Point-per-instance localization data
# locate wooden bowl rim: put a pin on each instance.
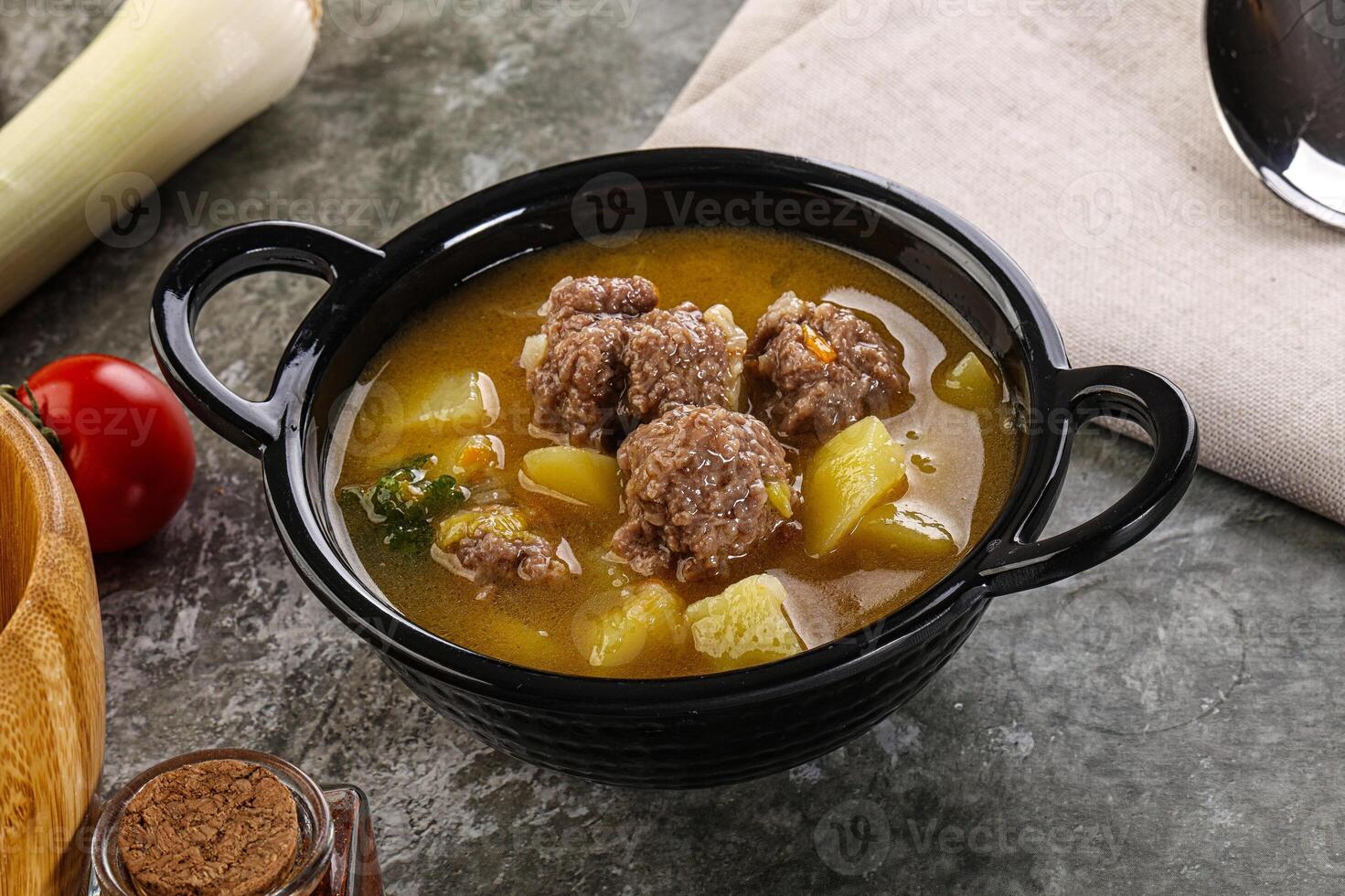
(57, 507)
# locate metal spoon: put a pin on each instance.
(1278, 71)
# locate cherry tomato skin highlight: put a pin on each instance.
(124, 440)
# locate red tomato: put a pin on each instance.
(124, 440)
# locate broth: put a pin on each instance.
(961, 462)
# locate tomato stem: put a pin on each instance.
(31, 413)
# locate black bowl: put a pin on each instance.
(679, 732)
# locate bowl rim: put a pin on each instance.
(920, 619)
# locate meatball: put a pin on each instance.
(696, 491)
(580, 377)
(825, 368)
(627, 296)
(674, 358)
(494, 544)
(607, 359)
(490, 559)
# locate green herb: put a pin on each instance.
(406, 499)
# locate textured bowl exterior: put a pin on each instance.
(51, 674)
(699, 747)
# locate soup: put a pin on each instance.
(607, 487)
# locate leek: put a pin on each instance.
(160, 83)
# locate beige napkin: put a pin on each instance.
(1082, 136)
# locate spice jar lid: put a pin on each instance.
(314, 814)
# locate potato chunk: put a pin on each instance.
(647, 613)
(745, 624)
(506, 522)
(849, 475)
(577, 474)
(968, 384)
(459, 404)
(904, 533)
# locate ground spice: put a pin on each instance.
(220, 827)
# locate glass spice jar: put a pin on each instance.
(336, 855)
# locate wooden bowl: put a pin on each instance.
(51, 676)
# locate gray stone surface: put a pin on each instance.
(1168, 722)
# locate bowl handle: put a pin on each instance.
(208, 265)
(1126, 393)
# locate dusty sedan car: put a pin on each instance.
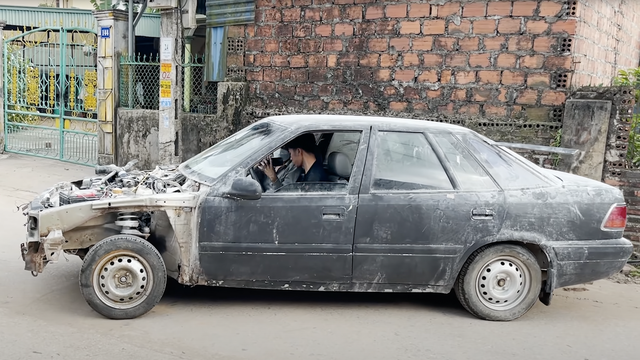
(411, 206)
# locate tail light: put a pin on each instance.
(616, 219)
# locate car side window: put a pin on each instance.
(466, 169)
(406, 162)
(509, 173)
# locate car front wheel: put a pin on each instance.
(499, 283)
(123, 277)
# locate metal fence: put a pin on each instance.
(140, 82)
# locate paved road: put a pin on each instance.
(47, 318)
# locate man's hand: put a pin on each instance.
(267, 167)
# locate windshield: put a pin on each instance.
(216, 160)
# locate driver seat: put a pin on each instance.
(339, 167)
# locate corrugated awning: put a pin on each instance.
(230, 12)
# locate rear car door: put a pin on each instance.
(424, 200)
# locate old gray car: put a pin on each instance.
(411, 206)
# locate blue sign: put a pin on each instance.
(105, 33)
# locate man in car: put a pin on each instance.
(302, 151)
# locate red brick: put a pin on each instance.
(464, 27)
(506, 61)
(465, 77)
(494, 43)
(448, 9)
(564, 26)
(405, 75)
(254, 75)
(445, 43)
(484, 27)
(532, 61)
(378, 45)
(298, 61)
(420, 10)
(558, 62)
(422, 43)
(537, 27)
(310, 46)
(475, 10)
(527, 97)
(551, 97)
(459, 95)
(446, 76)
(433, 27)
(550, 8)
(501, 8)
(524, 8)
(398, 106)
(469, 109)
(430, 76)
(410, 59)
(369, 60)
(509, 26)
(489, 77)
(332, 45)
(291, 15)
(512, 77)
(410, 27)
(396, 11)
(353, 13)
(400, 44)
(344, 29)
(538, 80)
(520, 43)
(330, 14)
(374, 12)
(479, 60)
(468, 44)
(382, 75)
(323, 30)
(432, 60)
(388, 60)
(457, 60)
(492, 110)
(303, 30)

**Work instructions**
Reprint the entries above exactly, images removed.

**Result of the task**
# locate wooden bowl rim: put a pin on each instance.
(57, 507)
# locate metal spoon: put a pin on each instance.
(1278, 71)
# locate cherry tomato skin highlight: put a pin on each instance.
(124, 440)
# locate red tomato: put a pin on each instance.
(124, 440)
# locate broth: put a pin on each instance.
(961, 462)
# locate tomato stem: put a pin on each instance.
(31, 413)
# locate black bowl: put a pin on each instance.
(679, 732)
# locate bowl rim: put a pin on each instance.
(920, 619)
# locate meatball: put a pin on each instance.
(696, 491)
(580, 377)
(825, 368)
(627, 296)
(674, 358)
(494, 544)
(607, 359)
(490, 559)
# locate green herb: put a pin on each instance.
(406, 499)
# locate textured bowl exterior: put a pin on each instance.
(51, 674)
(699, 747)
# locate soup: put a pin on each instance.
(607, 487)
# locate leek: put a pin on each instance.
(160, 83)
# locate beige napkin: put a pin on each instance.
(1082, 136)
# locate spice jar lid: put a pin on each instance.
(314, 814)
# locate potato chunk: put a pin on each instance.
(647, 613)
(745, 624)
(506, 522)
(849, 475)
(577, 474)
(968, 384)
(459, 404)
(904, 533)
# locate ground spice: put a pin on each instance.
(220, 827)
# locate glass spice jar: put a pin on each instance.
(336, 855)
# locate wooden bowl: put a pin on each instance.
(51, 676)
# locate gray stone surface: put a pin on each instance.
(1168, 722)
# locate bowl handle: put a pin on each instance.
(208, 265)
(1126, 393)
# locate dusty sedan car: put a pin on each instance.
(411, 206)
# locate tail light: put a pin on each instance.
(616, 219)
# locate car side window: put a pin on each instance.
(466, 169)
(406, 162)
(509, 173)
# locate car front wheel: put a pin on each instance.
(499, 283)
(123, 277)
# locate metal fence: put a pin on each instance.
(140, 82)
# locate paved road: put a pin on each instance.
(47, 318)
# locate man's hand: put a pin on each instance.
(267, 167)
# locate windshield: put a pin on each instance.
(216, 160)
# locate driver seat: put a pin on each instance.
(339, 167)
# locate corrugated awning: put a pin on each instance.
(230, 12)
# locate rear car door: put a pin on each instance.
(424, 200)
# locate old gray car: put a pin on each instance.
(411, 206)
# locate blue sign: put a pin on each instance.
(105, 33)
# locate man in car: put a pin on each instance.
(302, 151)
# locate red brick: put a pin on each instance.
(464, 27)
(506, 61)
(465, 77)
(494, 43)
(448, 9)
(564, 26)
(405, 75)
(254, 75)
(445, 43)
(484, 27)
(532, 61)
(378, 45)
(298, 61)
(420, 10)
(558, 62)
(422, 43)
(537, 27)
(310, 46)
(475, 10)
(527, 97)
(551, 97)
(459, 95)
(446, 76)
(433, 27)
(550, 8)
(501, 8)
(524, 8)
(398, 106)
(469, 109)
(430, 76)
(410, 59)
(369, 60)
(509, 26)
(489, 77)
(332, 45)
(291, 15)
(512, 77)
(410, 27)
(396, 11)
(353, 13)
(400, 44)
(344, 29)
(538, 80)
(520, 43)
(330, 14)
(374, 12)
(479, 60)
(468, 44)
(382, 75)
(323, 30)
(432, 60)
(388, 60)
(457, 60)
(492, 110)
(303, 30)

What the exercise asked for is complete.